Welnu, jikalau benar ajaran Marx ini, maka
benar pula kalimat nomor 5 daripada sembilan kalimat diatas tadi, yang
mengatakan bahwa di dalam perjuangan Marhaen, kaum Buruh mempunyai bagian yang
besar sekali.
Tetapi orang bisa membantah bahwa keadaan
di Eropa tak sama dengan keadaan di Indonesia? Bahwa disana kapitalisme
terutama sekali kapitalisme kepabrikan, sedang disini ia adalah terutama sekali
kapitalisme pertanian? Bahwa disana kapitalisme bersifat zulvere industrie,
sedang disini ia buat 75% bersifat onderneming (perkebunan, ed.) karet,
“onderneming” teh, onderneming tembakau, onderneming karet, onderneming kina,
dan lain sebagainya? Bahwa disana hasil kapitalisme itu ialah terutama sekali
kaum Proletar 100%, sedang disini ia terutama sekali ia menghasilkan kaum tani
melarat yang papa dan sengsara? Bahwa disana memang benar mati hidup
kapitalisme itu ada di dalam genggaman kaum Proletar, tetapi di sini ia buat sebagian
besaar ada di dalam genggaman kaum tani? Bahwa dus sepantasnya disana kaum
Proletar yang menjadi “pembawa panji-panji,” tetapi disini belum tentu harus
begitu juga?

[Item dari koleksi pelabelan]
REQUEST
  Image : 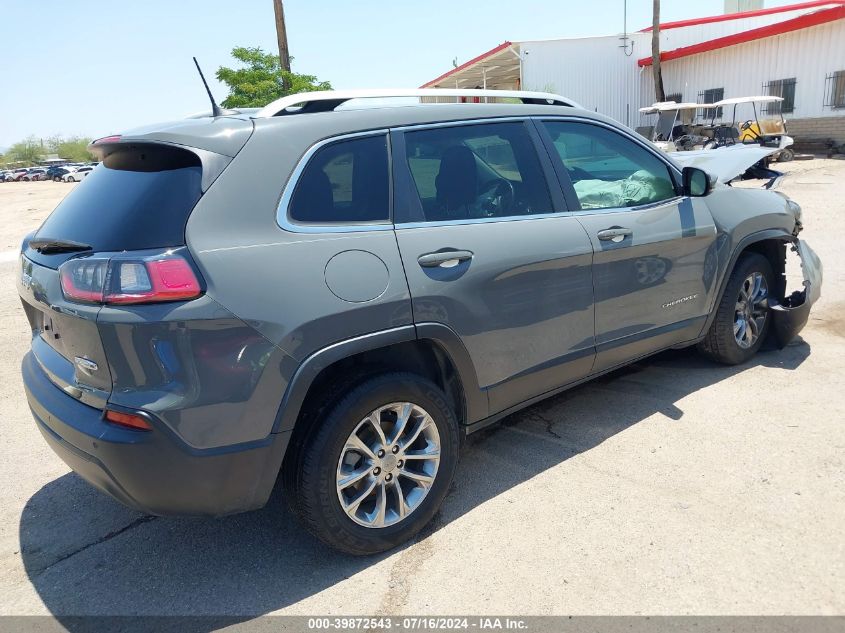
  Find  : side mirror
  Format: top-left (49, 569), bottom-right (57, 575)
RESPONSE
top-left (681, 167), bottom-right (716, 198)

* * *

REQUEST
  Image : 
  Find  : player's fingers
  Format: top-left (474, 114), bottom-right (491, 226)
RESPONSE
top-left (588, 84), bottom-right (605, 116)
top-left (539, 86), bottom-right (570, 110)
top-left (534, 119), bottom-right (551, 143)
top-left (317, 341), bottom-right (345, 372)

• **Tugas**:
[A] Tulis lagi bagian bacaan tadi, semuanya dari "Tetapi orang bisa" sampai ke "begitu juga?", lalu ganti sebutan "onderneming" menjadi "perkebunan".
[B] Sebutkan semua jenis onderneming yang muncul dalam bacaan, masing-masing cukup sekali.

• **Jawaban Tugas**:
[A]
Tetapi orang bisa membantah bahwa keadaan
di Eropa tak sama dengan keadaan di Indonesia? Bahwa disana kapitalisme
terutama sekali kapitalisme kepabrikan, sedang disini ia adalah terutama sekali
kapitalisme pertanian? Bahwa disana kapitalisme bersifat zulvere industrie,
sedang disini ia buat 75% bersifat perkebunan (perkebunan, ed.) karet,
“perkebunan” teh, perkebunan tembakau, perkebunan karet, perkebunan kina,
dan lain sebagainya? Bahwa disana hasil kapitalisme itu ialah terutama sekali
kaum Proletar 100%, sedang disini ia terutama sekali ia menghasilkan kaum tani
melarat yang papa dan sengsara? Bahwa disana memang benar mati hidup
kapitalisme itu ada di dalam genggaman kaum Proletar, tetapi di sini ia buat sebagian
besaar ada di dalam genggaman kaum tani? Bahwa dus sepantasnya disana kaum
Proletar yang menjadi “pembawa panji-panji,” tetapi disini belum tentu harus
begitu juga?

[B] karet, teh, tembakau, kina